* [Aim of the task]: Give again, word for word, only the lines from the one containing "rock formation -> trace every instance" through the final line.

[Raw records]
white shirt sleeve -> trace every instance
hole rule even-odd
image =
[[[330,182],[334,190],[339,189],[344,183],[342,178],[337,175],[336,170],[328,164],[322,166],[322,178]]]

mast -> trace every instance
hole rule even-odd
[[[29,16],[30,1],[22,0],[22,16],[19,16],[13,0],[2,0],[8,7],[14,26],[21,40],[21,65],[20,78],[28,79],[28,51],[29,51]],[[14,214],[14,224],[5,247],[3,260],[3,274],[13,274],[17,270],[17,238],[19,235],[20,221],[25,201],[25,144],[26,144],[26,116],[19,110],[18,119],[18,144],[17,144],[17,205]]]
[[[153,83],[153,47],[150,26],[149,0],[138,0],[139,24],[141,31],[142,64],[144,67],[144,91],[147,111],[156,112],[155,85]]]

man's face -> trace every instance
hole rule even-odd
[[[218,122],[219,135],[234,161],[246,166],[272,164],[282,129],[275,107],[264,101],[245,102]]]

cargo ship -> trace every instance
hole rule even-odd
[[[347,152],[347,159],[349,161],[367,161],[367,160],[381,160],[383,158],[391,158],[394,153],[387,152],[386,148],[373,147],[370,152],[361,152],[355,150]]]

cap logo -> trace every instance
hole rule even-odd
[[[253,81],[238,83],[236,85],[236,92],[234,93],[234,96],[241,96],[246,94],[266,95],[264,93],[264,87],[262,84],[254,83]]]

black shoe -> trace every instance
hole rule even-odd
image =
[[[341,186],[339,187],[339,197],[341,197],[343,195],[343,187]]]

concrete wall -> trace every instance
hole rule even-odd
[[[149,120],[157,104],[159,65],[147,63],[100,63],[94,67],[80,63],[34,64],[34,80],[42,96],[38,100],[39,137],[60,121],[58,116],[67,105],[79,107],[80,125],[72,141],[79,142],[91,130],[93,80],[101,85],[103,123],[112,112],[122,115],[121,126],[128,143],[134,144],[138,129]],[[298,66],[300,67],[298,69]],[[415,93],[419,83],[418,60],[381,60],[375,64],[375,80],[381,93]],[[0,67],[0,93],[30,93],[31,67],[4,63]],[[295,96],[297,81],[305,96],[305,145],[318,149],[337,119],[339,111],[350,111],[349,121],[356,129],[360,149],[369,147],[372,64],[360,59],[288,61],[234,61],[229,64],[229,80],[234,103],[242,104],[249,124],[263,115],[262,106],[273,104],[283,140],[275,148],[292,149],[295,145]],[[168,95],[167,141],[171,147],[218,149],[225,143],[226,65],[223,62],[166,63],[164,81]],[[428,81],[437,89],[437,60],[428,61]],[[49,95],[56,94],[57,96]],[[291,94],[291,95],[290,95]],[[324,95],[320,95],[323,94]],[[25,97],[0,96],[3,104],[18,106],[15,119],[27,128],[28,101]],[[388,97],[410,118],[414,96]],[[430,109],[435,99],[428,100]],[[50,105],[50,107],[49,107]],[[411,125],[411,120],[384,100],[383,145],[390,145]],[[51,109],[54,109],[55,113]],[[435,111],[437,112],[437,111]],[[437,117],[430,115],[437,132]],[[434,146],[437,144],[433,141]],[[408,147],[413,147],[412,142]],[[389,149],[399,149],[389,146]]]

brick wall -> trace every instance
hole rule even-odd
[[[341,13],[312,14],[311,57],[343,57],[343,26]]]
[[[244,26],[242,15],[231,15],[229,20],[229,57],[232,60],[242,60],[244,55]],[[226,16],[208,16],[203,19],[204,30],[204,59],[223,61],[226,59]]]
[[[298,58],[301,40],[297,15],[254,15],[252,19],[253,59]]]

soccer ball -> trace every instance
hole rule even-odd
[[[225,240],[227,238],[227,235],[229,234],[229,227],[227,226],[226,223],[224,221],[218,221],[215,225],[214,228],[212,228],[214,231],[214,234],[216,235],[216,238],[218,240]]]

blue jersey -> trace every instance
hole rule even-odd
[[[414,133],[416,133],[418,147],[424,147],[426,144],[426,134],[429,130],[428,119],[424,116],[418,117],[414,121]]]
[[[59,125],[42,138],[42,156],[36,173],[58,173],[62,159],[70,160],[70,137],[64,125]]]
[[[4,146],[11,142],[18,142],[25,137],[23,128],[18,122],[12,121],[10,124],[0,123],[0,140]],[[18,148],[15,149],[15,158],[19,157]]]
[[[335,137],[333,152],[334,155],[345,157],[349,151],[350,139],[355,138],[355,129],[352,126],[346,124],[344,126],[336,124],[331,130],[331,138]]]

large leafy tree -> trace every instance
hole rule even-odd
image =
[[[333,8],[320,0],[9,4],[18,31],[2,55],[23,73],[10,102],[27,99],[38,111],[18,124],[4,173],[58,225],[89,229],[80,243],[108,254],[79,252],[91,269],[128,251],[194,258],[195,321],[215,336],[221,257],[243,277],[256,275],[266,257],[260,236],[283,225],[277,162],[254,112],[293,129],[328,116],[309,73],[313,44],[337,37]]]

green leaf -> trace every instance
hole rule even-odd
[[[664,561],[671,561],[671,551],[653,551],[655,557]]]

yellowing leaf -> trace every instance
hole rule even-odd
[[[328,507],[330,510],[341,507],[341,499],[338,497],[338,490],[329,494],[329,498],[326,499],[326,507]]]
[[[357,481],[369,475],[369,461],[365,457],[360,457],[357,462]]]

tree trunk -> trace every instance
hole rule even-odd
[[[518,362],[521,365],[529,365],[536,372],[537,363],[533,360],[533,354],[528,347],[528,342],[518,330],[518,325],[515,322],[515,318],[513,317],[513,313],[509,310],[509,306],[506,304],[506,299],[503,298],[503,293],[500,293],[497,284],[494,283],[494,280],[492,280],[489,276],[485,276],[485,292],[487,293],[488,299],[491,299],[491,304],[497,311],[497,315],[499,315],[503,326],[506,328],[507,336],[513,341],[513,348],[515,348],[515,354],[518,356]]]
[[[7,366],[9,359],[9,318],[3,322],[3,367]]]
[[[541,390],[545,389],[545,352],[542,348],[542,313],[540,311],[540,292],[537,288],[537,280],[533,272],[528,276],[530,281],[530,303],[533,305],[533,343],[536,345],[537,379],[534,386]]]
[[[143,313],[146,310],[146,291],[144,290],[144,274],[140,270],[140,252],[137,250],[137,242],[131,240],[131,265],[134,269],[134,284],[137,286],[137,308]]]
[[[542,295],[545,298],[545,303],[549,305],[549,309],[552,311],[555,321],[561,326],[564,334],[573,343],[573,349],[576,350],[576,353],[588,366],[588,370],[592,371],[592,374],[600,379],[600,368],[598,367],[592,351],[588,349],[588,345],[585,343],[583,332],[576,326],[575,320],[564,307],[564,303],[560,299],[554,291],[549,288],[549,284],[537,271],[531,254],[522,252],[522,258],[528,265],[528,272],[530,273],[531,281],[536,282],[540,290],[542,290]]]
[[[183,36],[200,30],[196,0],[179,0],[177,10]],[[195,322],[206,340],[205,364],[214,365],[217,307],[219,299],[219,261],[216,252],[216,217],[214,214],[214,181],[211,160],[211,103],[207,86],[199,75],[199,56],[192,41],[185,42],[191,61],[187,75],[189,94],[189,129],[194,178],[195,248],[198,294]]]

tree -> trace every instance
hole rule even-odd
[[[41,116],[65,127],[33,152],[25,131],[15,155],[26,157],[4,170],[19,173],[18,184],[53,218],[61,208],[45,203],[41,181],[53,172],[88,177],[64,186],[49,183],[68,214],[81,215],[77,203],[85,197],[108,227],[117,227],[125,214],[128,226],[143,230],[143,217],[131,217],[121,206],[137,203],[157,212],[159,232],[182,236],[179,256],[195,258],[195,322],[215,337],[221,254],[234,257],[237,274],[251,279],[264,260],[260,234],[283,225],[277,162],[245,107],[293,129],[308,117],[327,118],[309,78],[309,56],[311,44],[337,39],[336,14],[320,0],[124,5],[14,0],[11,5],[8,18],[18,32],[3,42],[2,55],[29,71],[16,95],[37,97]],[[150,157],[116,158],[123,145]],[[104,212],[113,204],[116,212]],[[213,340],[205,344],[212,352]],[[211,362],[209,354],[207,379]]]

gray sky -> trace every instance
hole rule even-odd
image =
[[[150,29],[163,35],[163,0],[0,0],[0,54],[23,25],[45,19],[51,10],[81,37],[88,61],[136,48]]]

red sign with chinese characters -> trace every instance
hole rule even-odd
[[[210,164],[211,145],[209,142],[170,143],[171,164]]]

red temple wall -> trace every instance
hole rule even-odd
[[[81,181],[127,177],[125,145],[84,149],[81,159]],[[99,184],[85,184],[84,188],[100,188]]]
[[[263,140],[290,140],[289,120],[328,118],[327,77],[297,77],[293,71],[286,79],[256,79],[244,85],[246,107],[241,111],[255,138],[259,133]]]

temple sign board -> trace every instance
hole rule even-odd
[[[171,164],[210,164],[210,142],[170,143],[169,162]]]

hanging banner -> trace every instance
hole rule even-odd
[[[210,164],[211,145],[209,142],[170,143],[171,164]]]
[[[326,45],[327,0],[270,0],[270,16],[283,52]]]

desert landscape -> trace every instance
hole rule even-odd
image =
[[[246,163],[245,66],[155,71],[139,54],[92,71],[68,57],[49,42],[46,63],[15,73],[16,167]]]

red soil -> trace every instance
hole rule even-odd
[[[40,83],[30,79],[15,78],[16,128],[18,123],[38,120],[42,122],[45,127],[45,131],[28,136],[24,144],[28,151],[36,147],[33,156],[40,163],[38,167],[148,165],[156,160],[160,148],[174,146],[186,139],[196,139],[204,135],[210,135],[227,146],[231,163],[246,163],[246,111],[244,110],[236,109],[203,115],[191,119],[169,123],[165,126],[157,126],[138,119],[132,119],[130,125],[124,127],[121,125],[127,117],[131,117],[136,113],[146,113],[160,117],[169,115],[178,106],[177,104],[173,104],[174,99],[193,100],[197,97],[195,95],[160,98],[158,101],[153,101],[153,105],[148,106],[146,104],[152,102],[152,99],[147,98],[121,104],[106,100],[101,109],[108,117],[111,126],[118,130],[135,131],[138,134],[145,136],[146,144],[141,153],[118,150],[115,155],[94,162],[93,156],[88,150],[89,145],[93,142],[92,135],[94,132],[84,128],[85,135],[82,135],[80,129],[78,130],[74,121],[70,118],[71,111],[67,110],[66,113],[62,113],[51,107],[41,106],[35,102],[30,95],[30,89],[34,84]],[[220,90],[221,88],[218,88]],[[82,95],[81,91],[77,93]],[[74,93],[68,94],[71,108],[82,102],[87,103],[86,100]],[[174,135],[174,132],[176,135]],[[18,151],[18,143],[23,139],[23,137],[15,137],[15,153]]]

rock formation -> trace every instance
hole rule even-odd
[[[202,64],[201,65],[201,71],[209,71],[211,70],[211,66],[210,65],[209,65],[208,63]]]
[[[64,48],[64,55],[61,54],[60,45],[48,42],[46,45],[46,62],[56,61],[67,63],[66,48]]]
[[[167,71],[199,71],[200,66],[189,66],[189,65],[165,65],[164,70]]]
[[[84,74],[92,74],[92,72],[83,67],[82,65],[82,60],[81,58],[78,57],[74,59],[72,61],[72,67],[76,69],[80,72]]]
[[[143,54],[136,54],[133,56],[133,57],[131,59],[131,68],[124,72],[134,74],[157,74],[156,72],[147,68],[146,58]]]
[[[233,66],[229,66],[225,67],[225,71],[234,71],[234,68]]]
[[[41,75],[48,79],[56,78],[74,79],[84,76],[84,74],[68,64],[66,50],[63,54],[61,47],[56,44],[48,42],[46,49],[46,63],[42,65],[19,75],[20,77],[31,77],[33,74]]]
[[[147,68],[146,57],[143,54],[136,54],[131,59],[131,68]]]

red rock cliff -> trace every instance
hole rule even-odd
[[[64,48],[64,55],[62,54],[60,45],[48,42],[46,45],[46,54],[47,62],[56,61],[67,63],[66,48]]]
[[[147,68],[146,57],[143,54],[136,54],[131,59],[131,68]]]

* [Answer for the task]:
rock formation -> trace every instance
hole rule even-odd
[[[202,64],[201,65],[201,71],[209,71],[211,70],[211,66],[210,65],[209,65],[208,63]]]
[[[64,48],[64,55],[61,54],[60,45],[48,42],[46,45],[46,62],[56,61],[67,63],[66,48]]]
[[[167,71],[199,71],[200,66],[189,66],[189,65],[165,65],[164,70]]]
[[[84,74],[92,74],[92,72],[83,67],[82,65],[82,60],[81,58],[78,57],[74,59],[72,61],[72,67],[76,69],[80,72]]]
[[[143,54],[136,54],[133,56],[133,57],[131,59],[131,68],[124,72],[134,74],[157,74],[156,72],[147,68],[146,58]]]
[[[233,66],[229,66],[225,67],[225,71],[234,71],[234,68]]]
[[[41,75],[48,79],[56,78],[74,79],[84,76],[84,74],[68,64],[66,50],[63,54],[61,47],[56,44],[48,42],[46,49],[46,63],[42,65],[19,75],[20,77],[31,77],[33,74]]]
[[[147,68],[146,57],[143,54],[136,54],[131,59],[131,68]]]

red rock cliff -> trace every instance
hole rule even-odd
[[[64,48],[64,55],[62,54],[60,45],[48,42],[46,45],[46,54],[47,62],[56,61],[67,63],[66,48]]]
[[[147,68],[146,57],[143,54],[136,54],[131,59],[131,68]]]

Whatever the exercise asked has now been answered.